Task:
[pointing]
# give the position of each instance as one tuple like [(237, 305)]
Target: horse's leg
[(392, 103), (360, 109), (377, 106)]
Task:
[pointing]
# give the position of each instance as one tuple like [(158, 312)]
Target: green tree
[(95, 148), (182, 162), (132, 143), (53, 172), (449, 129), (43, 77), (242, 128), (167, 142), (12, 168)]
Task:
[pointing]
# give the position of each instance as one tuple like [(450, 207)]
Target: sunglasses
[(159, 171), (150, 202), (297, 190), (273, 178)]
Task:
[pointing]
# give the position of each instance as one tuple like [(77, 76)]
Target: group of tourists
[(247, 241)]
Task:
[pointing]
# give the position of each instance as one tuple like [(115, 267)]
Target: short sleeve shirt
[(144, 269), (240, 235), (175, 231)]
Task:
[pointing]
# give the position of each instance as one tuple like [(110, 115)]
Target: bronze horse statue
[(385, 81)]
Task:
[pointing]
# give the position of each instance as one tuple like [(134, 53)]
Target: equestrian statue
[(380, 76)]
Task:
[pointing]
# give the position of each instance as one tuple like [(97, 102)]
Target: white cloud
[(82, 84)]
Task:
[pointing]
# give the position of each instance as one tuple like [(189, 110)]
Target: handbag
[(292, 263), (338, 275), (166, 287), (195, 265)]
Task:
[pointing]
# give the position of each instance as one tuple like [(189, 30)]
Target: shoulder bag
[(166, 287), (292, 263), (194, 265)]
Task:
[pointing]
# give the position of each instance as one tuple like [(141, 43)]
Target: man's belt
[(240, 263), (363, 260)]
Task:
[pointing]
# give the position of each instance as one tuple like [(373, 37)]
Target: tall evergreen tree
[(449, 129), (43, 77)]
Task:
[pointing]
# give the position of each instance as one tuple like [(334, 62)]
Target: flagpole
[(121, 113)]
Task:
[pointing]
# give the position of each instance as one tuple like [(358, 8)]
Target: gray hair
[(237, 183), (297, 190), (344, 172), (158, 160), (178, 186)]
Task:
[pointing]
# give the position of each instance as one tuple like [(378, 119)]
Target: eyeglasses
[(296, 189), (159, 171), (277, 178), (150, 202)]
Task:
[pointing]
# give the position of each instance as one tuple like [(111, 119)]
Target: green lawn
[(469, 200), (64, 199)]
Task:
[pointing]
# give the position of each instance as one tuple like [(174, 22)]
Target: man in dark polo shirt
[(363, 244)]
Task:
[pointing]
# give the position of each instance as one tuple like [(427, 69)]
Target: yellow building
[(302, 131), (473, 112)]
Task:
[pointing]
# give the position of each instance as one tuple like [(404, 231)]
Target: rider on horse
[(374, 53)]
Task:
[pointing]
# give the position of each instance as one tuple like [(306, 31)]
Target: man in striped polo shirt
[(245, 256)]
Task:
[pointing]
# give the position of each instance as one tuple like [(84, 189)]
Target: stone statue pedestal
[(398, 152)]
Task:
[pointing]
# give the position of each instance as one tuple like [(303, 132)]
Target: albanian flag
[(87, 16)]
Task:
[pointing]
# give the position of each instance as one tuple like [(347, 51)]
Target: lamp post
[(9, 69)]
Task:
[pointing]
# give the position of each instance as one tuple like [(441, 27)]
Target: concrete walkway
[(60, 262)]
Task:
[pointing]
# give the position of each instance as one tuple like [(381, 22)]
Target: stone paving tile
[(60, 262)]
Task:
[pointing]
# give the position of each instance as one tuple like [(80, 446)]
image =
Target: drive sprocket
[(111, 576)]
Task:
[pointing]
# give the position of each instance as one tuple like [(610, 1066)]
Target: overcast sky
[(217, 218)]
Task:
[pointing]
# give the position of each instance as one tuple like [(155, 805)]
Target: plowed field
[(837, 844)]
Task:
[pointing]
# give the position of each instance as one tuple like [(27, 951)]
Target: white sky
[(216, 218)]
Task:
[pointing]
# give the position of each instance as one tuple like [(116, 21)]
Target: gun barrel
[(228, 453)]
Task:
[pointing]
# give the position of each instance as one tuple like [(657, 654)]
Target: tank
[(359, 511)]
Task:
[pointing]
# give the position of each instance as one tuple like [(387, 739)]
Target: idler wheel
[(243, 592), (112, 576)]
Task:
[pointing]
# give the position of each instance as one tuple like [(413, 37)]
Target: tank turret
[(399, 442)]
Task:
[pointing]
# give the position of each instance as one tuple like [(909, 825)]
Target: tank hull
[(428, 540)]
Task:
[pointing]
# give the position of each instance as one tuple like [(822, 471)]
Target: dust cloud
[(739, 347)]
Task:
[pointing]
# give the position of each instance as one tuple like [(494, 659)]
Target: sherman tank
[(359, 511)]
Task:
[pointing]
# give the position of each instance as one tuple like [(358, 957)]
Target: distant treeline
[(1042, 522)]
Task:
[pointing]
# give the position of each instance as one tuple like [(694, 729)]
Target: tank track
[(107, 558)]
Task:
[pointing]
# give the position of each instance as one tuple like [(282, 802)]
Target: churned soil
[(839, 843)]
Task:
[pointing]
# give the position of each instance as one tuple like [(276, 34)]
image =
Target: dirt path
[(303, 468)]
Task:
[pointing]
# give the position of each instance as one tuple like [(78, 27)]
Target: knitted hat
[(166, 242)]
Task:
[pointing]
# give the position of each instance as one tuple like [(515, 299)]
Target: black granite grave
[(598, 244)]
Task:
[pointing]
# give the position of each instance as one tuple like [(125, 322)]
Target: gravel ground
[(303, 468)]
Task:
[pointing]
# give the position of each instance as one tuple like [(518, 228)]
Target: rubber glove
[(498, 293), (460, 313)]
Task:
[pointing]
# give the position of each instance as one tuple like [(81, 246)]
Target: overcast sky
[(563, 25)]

- **What is being asked**: Reproduce all of the material above, character for character, without leaving anything out.

- **Response**:
Task:
[pointing]
# give the position of each instance as one tuple like [(237, 305)]
Target: horse's leg
[(392, 103), (360, 109), (377, 106)]
Task:
[pointing]
# give the position of each instance as one tuple like [(158, 312)]
Target: green tree
[(95, 148), (182, 162), (132, 143), (53, 172), (449, 129), (43, 77), (242, 128), (167, 142), (12, 168)]
Task:
[pointing]
# give the position of each instance as one tuple like [(450, 207)]
Target: sunglasses
[(159, 171), (150, 202), (297, 190), (273, 178)]
Task:
[pointing]
# give the position of each instance as one tuple like [(77, 76)]
Target: group of tourists
[(247, 241)]
Task:
[pointing]
# give the position of each instance as one tuple like [(115, 267)]
Target: short sleeve shirt
[(144, 269), (240, 235), (175, 231)]
Task:
[pointing]
# give the position of each instance as one tuple like [(110, 115)]
Target: bronze horse statue
[(385, 81)]
Task:
[pointing]
# give the position of each instance as one tuple like [(134, 53)]
Target: equestrian statue
[(380, 76)]
Task:
[pointing]
# give the position of each instance as one tuple like [(97, 102)]
Target: white cloud
[(82, 84)]
Task:
[pointing]
# give the position of each instance as one tuple like [(189, 110)]
Target: handbag
[(292, 263), (338, 275), (166, 287), (195, 265)]
Task:
[pointing]
# give the position of each instance as one tuple like [(189, 30)]
Target: shoulder bag
[(166, 287), (292, 263), (194, 265)]
Task:
[pointing]
# give the position of each instance as one tuple like [(141, 43)]
Target: man's belt
[(240, 263), (363, 260)]
Task:
[pointing]
# give the position of each instance as one tuple like [(373, 37)]
Target: tall evergreen tree
[(449, 129), (43, 77)]
Task:
[pointing]
# give the position of each instance as one tuple like [(334, 62)]
Target: flagpole
[(121, 113)]
Task:
[pointing]
# give the position of each instance as one tuple like [(358, 8)]
Target: gray hair
[(237, 183), (297, 190), (344, 172), (158, 160), (178, 186)]
Task:
[pointing]
# give the position of each instance as one tuple like [(378, 119)]
Target: eyeglasses
[(296, 189), (159, 171), (277, 178), (150, 202)]
Task:
[pointing]
# give the position of each instance as one tuple like [(111, 119)]
Target: green lawn
[(469, 200), (64, 199)]
Task:
[pointing]
# give the position of each instance as one tuple like [(174, 22)]
Target: man in dark polo shirt
[(363, 244)]
Task:
[pointing]
# give the position of each instance as one tuple like [(427, 69)]
Target: yellow building
[(302, 131), (473, 112)]
Task:
[pointing]
# give the position of each instance as one tuple like [(404, 231)]
Target: rider on horse
[(374, 53)]
Task:
[pointing]
# give the position of each instance as one tuple like [(306, 31)]
Target: man in striped polo shirt
[(245, 256)]
Task:
[pointing]
# give the position of each instance as one tuple like [(84, 189)]
Target: stone statue pedestal
[(398, 152)]
Task:
[pointing]
# give the position of each instance as one tuple like [(303, 132)]
Target: albanian flag
[(87, 16)]
Task:
[pointing]
# give the position of each instance as one tuple like [(347, 51)]
Target: lamp post
[(9, 69)]
Task:
[pointing]
# give the position of each instance as one tuple like [(441, 27)]
Target: concrete walkway
[(60, 262)]
Task:
[pointing]
# give the position of each instance as one tuple like [(381, 22)]
Target: stone paving tile
[(60, 262)]
Task:
[pointing]
# give the position of each instance as one tuple like [(80, 446)]
image =
Target: drive sprocket
[(111, 576)]
Task:
[pointing]
# give the position of each instance as one tuple like [(610, 1066)]
Target: overcast sky
[(217, 218)]
Task:
[pointing]
# give the position of each instance as one tuple like [(155, 805)]
Target: plowed field
[(837, 844)]
Task:
[pointing]
# give the position of each instance as one tuple like [(27, 951)]
Target: white sky
[(216, 218)]
Task:
[pointing]
# give the position of each instance as one tuple like [(116, 21)]
Target: gun barrel
[(228, 453)]
Task:
[pointing]
# give the position of each instance as one tuple like [(657, 654)]
Target: tank
[(359, 511)]
Task:
[pointing]
# give the position of each instance as one tuple like [(387, 739)]
Target: idler wheel
[(243, 592), (112, 576)]
Task:
[pointing]
# give the position of each instance as one tuple like [(413, 37)]
Target: tank turret
[(399, 442)]
Task:
[pointing]
# give the position of each instance as one tuple like [(909, 825)]
Target: tank hull
[(428, 540)]
Task:
[pointing]
# give the position of each instance as one tuple like [(822, 471)]
Target: dust cloud
[(739, 347)]
Task:
[pointing]
# give the position of each instance as one tuple like [(494, 659)]
Target: sherman tank
[(359, 511)]
Task:
[pointing]
# give the position of each instance as one tuple like [(358, 957)]
Target: distant treeline
[(1042, 522)]
Task:
[pointing]
# give the position of each instance as one tuple like [(694, 729)]
Target: tank track
[(107, 558)]
Task:
[pointing]
# give the position of each instance as one tuple like [(282, 802)]
Target: churned soil
[(839, 843)]
Task:
[pointing]
# give the position of each instance as one tuple like [(276, 34)]
image =
Target: dirt path
[(303, 468)]
Task:
[pointing]
# give the position of each instance as one tuple like [(78, 27)]
Target: knitted hat
[(166, 242)]
Task:
[pointing]
# give the position of each instance as one tuple like [(515, 299)]
Target: black granite grave
[(598, 244)]
Task:
[pointing]
# give the position of each instance as one tuple like [(125, 322)]
Target: gravel ground
[(303, 468)]
Task:
[pointing]
# give the position of each instance as one tuple like [(518, 228)]
Target: rubber glove
[(498, 293), (460, 313)]
Task:
[pointing]
# give the position of each instance as one tuple like [(81, 246)]
Target: overcast sky
[(563, 25)]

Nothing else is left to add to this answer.